§ Passage to read:

And like any debt, the problem only compounds.

“Cutting corners will come back to bite you. When you fall into debt, the interest rate keeps growing, and at some point your culture is potentially endangered. Put plainly, few women want to join a company that has an existing team of 15 bros.”

Diversity and inclusion as a strategic advantage

Diversity and inclusion have inherent value from a human perspective — in a diverse and globalized world, you’re missing out if you are not hearing from multiple perspectives. For MPOWER, diversity and inclusion is a strategic advantage.

MPOWER Financing’s co-founders, Manu Smadja (left) and Mike Davis (right)

The DC-based startup, which is in Village Capital’s portfolio, provides loans to high-potential international college students who don’t have access to traditional financing sources such as federal loans. Smadja and Davis both come from families of immigrants — Manu’s family is originally from France, and Mike from Iran. From the very beginning, their goal was to help students coming to the U.S. from all four corners of the world, so they knew they would need a diverse team. Today they help students from 180 countries, and recently passed the $400M mark in application volume on their platform.

§ Set task 1: Copy the part of the MPOWER passage that opens with the words containing "Diversity and inclusion as" and closes with "and Mike Davis (right)", substituting "competitive edge" for "strategic advantage".
§ Set task 2: According to the MPOWER passage, how many countries do the students MPOWER helps come from?

§ Given entries:
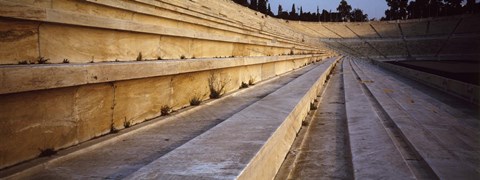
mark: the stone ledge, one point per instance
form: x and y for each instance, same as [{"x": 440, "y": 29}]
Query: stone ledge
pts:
[
  {"x": 17, "y": 11},
  {"x": 268, "y": 128},
  {"x": 21, "y": 78},
  {"x": 469, "y": 92}
]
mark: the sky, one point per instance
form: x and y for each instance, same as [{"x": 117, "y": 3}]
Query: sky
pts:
[{"x": 374, "y": 8}]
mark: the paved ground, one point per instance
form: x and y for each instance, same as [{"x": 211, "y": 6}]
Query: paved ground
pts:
[
  {"x": 370, "y": 124},
  {"x": 394, "y": 128},
  {"x": 119, "y": 157}
]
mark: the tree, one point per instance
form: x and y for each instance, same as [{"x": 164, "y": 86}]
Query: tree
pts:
[
  {"x": 470, "y": 7},
  {"x": 253, "y": 5},
  {"x": 262, "y": 6},
  {"x": 280, "y": 10},
  {"x": 358, "y": 16},
  {"x": 344, "y": 10},
  {"x": 398, "y": 9},
  {"x": 242, "y": 2},
  {"x": 453, "y": 7},
  {"x": 293, "y": 13},
  {"x": 269, "y": 10}
]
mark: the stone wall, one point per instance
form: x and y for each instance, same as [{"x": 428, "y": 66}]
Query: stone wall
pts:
[{"x": 105, "y": 86}]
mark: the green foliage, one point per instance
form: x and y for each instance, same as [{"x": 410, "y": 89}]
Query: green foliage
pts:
[
  {"x": 165, "y": 110},
  {"x": 47, "y": 152},
  {"x": 42, "y": 60},
  {"x": 244, "y": 85},
  {"x": 216, "y": 86},
  {"x": 23, "y": 62},
  {"x": 195, "y": 101},
  {"x": 139, "y": 56}
]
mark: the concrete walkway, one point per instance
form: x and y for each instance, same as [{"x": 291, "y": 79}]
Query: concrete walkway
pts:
[
  {"x": 117, "y": 156},
  {"x": 397, "y": 129},
  {"x": 324, "y": 151},
  {"x": 370, "y": 124},
  {"x": 442, "y": 136}
]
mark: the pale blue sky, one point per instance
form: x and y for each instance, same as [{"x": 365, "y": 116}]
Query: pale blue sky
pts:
[{"x": 374, "y": 8}]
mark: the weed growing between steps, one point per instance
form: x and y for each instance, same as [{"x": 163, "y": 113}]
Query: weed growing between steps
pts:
[
  {"x": 42, "y": 60},
  {"x": 47, "y": 152},
  {"x": 165, "y": 110},
  {"x": 126, "y": 123},
  {"x": 251, "y": 81},
  {"x": 244, "y": 85},
  {"x": 139, "y": 57},
  {"x": 113, "y": 130},
  {"x": 195, "y": 101},
  {"x": 216, "y": 86},
  {"x": 312, "y": 106}
]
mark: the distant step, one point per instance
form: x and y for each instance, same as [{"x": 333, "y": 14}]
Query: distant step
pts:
[
  {"x": 117, "y": 156},
  {"x": 443, "y": 130},
  {"x": 251, "y": 144},
  {"x": 374, "y": 153}
]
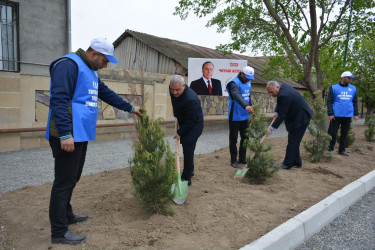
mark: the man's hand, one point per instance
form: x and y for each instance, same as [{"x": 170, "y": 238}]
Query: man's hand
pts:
[
  {"x": 67, "y": 144},
  {"x": 176, "y": 136},
  {"x": 136, "y": 111},
  {"x": 249, "y": 109}
]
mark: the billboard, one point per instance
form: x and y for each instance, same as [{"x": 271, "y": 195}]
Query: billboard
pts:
[{"x": 218, "y": 71}]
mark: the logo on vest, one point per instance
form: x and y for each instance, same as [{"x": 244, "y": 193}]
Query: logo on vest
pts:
[{"x": 344, "y": 95}]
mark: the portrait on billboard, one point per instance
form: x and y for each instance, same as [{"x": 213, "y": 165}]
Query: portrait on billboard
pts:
[{"x": 209, "y": 76}]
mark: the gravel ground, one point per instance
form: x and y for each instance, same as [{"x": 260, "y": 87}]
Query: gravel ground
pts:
[
  {"x": 33, "y": 167},
  {"x": 354, "y": 229}
]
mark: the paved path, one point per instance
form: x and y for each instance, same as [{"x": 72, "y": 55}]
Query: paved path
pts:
[{"x": 354, "y": 229}]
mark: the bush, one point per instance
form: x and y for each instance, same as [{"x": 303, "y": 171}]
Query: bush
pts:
[
  {"x": 370, "y": 131},
  {"x": 152, "y": 167},
  {"x": 260, "y": 162},
  {"x": 320, "y": 142}
]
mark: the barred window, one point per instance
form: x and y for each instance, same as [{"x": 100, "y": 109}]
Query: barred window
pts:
[{"x": 9, "y": 52}]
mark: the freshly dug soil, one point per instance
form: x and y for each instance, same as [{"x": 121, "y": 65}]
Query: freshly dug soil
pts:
[{"x": 220, "y": 213}]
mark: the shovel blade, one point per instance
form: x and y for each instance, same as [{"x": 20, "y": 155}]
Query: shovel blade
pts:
[
  {"x": 180, "y": 191},
  {"x": 241, "y": 173}
]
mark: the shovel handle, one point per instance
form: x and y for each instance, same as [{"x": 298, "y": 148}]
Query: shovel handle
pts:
[
  {"x": 177, "y": 149},
  {"x": 264, "y": 137}
]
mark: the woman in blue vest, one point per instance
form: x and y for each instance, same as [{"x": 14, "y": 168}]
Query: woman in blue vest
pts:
[
  {"x": 239, "y": 108},
  {"x": 342, "y": 105},
  {"x": 75, "y": 89}
]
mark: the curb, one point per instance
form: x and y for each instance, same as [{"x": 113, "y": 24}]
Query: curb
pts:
[{"x": 300, "y": 228}]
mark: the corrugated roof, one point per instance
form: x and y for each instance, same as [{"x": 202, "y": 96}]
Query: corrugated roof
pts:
[{"x": 181, "y": 51}]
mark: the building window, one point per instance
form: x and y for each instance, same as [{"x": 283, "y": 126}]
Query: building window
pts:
[{"x": 9, "y": 52}]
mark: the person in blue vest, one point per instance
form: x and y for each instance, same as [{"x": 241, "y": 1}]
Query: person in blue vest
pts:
[
  {"x": 342, "y": 105},
  {"x": 293, "y": 109},
  {"x": 74, "y": 91},
  {"x": 188, "y": 112},
  {"x": 239, "y": 110}
]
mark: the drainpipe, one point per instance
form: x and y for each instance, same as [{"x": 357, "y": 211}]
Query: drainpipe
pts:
[{"x": 68, "y": 25}]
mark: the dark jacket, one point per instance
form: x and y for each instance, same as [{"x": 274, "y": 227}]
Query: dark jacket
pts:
[
  {"x": 200, "y": 87},
  {"x": 291, "y": 108},
  {"x": 188, "y": 111}
]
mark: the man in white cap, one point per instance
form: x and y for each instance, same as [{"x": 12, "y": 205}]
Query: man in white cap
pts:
[
  {"x": 239, "y": 110},
  {"x": 75, "y": 88},
  {"x": 342, "y": 105}
]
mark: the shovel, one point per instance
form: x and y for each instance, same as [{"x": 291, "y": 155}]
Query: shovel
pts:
[
  {"x": 241, "y": 172},
  {"x": 181, "y": 187}
]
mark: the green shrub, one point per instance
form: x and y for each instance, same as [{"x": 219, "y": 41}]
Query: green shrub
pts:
[
  {"x": 370, "y": 131},
  {"x": 318, "y": 145},
  {"x": 260, "y": 162},
  {"x": 152, "y": 167}
]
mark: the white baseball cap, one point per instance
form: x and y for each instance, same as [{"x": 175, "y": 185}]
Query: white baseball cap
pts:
[
  {"x": 248, "y": 72},
  {"x": 103, "y": 46},
  {"x": 347, "y": 74}
]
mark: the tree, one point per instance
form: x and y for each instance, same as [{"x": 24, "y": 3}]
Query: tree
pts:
[
  {"x": 260, "y": 162},
  {"x": 364, "y": 64},
  {"x": 152, "y": 167},
  {"x": 302, "y": 31},
  {"x": 318, "y": 145}
]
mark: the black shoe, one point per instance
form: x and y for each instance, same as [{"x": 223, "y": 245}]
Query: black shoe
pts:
[
  {"x": 189, "y": 181},
  {"x": 282, "y": 166},
  {"x": 343, "y": 153},
  {"x": 69, "y": 238},
  {"x": 77, "y": 218},
  {"x": 235, "y": 164}
]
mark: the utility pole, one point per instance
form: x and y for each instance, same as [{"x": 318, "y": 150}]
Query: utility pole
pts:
[{"x": 347, "y": 35}]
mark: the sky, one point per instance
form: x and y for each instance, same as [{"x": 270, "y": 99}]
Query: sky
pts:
[{"x": 110, "y": 19}]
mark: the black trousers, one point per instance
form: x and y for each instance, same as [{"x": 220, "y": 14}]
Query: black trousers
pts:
[
  {"x": 234, "y": 128},
  {"x": 333, "y": 128},
  {"x": 188, "y": 148},
  {"x": 292, "y": 154},
  {"x": 68, "y": 170}
]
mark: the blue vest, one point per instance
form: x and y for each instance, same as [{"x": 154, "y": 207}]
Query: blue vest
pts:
[
  {"x": 84, "y": 102},
  {"x": 343, "y": 100},
  {"x": 239, "y": 113}
]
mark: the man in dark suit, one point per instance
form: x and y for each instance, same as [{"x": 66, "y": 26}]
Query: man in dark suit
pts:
[
  {"x": 188, "y": 111},
  {"x": 295, "y": 112},
  {"x": 206, "y": 85}
]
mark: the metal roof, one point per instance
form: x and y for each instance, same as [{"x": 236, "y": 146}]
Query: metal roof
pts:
[{"x": 181, "y": 51}]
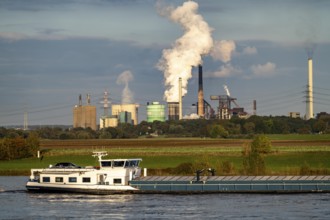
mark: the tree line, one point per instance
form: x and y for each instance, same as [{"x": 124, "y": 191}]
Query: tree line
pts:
[{"x": 233, "y": 128}]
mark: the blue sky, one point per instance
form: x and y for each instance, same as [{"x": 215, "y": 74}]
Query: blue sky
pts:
[{"x": 52, "y": 51}]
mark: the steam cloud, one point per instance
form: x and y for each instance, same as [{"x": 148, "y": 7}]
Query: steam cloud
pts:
[
  {"x": 187, "y": 51},
  {"x": 223, "y": 50},
  {"x": 123, "y": 79}
]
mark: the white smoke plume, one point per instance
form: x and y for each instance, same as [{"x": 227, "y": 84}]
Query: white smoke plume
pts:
[
  {"x": 187, "y": 51},
  {"x": 223, "y": 50},
  {"x": 123, "y": 79}
]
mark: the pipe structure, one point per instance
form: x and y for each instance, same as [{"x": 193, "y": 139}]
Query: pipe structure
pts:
[
  {"x": 309, "y": 96},
  {"x": 180, "y": 98},
  {"x": 200, "y": 109}
]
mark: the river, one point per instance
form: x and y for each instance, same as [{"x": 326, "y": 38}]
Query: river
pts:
[{"x": 16, "y": 203}]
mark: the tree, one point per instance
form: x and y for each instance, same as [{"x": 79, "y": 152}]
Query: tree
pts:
[
  {"x": 253, "y": 162},
  {"x": 32, "y": 144},
  {"x": 218, "y": 131}
]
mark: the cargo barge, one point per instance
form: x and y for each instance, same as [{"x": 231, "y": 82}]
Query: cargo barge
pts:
[{"x": 114, "y": 176}]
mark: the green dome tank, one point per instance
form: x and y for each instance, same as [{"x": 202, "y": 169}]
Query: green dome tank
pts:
[{"x": 155, "y": 112}]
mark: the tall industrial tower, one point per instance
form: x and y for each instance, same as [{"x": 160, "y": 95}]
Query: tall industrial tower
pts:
[
  {"x": 200, "y": 108},
  {"x": 309, "y": 91}
]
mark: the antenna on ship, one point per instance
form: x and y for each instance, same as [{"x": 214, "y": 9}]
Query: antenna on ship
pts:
[{"x": 100, "y": 154}]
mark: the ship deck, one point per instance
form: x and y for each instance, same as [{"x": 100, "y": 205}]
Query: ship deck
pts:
[{"x": 230, "y": 184}]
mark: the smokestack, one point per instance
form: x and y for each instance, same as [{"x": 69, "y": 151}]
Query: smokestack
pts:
[
  {"x": 88, "y": 99},
  {"x": 173, "y": 111},
  {"x": 200, "y": 110},
  {"x": 180, "y": 98},
  {"x": 309, "y": 97}
]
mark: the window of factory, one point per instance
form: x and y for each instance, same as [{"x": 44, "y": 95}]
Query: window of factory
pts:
[
  {"x": 72, "y": 179},
  {"x": 59, "y": 179},
  {"x": 46, "y": 179},
  {"x": 86, "y": 179},
  {"x": 116, "y": 181}
]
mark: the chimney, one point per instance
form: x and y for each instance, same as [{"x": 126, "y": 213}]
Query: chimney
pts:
[
  {"x": 180, "y": 98},
  {"x": 309, "y": 96},
  {"x": 200, "y": 109}
]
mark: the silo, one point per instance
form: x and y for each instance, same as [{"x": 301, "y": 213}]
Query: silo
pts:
[
  {"x": 155, "y": 112},
  {"x": 173, "y": 110}
]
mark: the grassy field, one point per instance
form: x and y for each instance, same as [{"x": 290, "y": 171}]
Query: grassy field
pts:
[{"x": 287, "y": 158}]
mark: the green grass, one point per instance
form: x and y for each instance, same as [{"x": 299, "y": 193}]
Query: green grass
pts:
[
  {"x": 307, "y": 137},
  {"x": 284, "y": 160},
  {"x": 280, "y": 163}
]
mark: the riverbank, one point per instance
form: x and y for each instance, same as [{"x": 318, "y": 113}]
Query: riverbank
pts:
[{"x": 172, "y": 156}]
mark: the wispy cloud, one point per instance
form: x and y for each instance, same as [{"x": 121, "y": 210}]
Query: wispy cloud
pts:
[{"x": 263, "y": 70}]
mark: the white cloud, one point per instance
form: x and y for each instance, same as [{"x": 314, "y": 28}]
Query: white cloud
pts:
[
  {"x": 263, "y": 70},
  {"x": 250, "y": 50},
  {"x": 223, "y": 50},
  {"x": 226, "y": 70}
]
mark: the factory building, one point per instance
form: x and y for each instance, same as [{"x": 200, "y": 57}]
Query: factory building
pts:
[
  {"x": 84, "y": 116},
  {"x": 155, "y": 112},
  {"x": 294, "y": 114},
  {"x": 173, "y": 111},
  {"x": 108, "y": 121},
  {"x": 126, "y": 113}
]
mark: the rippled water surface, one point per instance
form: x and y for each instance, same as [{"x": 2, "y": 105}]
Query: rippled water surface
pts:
[{"x": 16, "y": 203}]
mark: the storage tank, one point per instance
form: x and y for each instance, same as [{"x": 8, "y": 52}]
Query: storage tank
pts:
[
  {"x": 155, "y": 112},
  {"x": 173, "y": 110}
]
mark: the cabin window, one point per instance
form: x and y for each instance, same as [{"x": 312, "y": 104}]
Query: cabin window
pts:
[
  {"x": 46, "y": 179},
  {"x": 72, "y": 179},
  {"x": 59, "y": 179},
  {"x": 132, "y": 163},
  {"x": 86, "y": 179},
  {"x": 106, "y": 163},
  {"x": 118, "y": 163},
  {"x": 116, "y": 181}
]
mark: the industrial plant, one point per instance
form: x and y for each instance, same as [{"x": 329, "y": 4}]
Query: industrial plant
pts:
[{"x": 227, "y": 106}]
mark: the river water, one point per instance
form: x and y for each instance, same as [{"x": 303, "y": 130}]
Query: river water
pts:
[{"x": 16, "y": 203}]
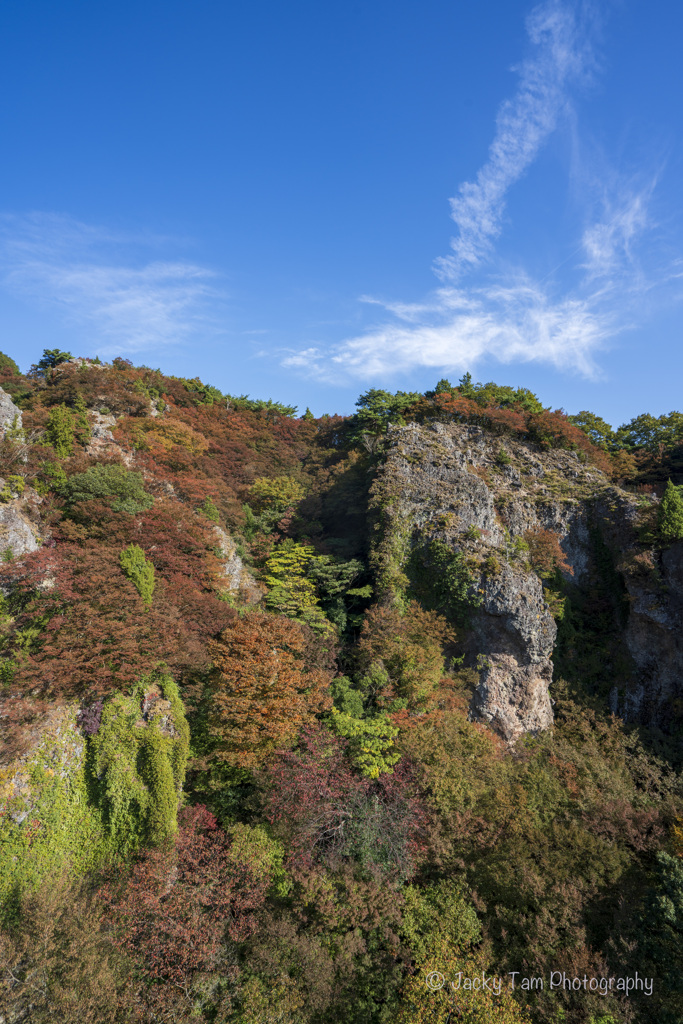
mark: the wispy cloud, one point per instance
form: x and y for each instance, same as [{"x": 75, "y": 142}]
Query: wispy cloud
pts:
[
  {"x": 608, "y": 242},
  {"x": 104, "y": 282},
  {"x": 512, "y": 324},
  {"x": 511, "y": 317},
  {"x": 561, "y": 55}
]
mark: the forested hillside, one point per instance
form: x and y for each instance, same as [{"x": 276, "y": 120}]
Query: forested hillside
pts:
[{"x": 317, "y": 720}]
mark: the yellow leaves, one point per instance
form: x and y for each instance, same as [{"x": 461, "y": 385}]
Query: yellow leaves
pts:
[
  {"x": 168, "y": 433},
  {"x": 677, "y": 835}
]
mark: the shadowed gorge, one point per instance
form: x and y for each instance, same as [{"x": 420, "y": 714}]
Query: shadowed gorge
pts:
[{"x": 299, "y": 713}]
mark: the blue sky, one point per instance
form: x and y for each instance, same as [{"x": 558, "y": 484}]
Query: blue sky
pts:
[{"x": 302, "y": 201}]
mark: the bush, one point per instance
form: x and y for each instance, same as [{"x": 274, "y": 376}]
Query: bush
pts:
[
  {"x": 60, "y": 431},
  {"x": 140, "y": 571},
  {"x": 125, "y": 486},
  {"x": 670, "y": 515}
]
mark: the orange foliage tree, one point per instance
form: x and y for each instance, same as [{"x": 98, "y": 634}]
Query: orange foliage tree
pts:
[
  {"x": 408, "y": 647},
  {"x": 262, "y": 690}
]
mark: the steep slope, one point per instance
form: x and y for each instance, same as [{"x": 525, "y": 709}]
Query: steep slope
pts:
[{"x": 499, "y": 503}]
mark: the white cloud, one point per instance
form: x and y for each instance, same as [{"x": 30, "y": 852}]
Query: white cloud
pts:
[
  {"x": 511, "y": 317},
  {"x": 101, "y": 281},
  {"x": 523, "y": 124},
  {"x": 608, "y": 242},
  {"x": 515, "y": 323}
]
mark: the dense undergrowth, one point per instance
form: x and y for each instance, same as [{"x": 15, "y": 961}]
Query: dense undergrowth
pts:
[{"x": 281, "y": 812}]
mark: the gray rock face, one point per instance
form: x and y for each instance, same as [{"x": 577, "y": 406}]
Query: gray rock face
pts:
[
  {"x": 514, "y": 634},
  {"x": 482, "y": 495},
  {"x": 10, "y": 416},
  {"x": 240, "y": 580},
  {"x": 17, "y": 534}
]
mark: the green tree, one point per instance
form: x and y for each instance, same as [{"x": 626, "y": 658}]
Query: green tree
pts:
[
  {"x": 371, "y": 741},
  {"x": 270, "y": 498},
  {"x": 124, "y": 485},
  {"x": 60, "y": 431},
  {"x": 654, "y": 434},
  {"x": 291, "y": 593},
  {"x": 50, "y": 358},
  {"x": 378, "y": 411},
  {"x": 598, "y": 430},
  {"x": 670, "y": 514},
  {"x": 6, "y": 363},
  {"x": 139, "y": 570}
]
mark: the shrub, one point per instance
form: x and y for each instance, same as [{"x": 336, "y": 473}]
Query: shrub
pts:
[
  {"x": 139, "y": 570},
  {"x": 670, "y": 515},
  {"x": 546, "y": 554},
  {"x": 6, "y": 363},
  {"x": 60, "y": 431}
]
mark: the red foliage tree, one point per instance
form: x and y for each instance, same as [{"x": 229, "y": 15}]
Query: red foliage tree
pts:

§ Task result 1:
Diversity and inclusion as a competitive edge

Diversity and inclusion have inherent value from a human perspective — in a diverse and globalized world, you’re missing out if you are not hearing from multiple perspectives. For MPOWER, diversity and inclusion is a competitive edge.

MPOWER Financing’s co-founders, Manu Smadja (left) and Mike Davis (right)

§ Task result 2: 180 countries.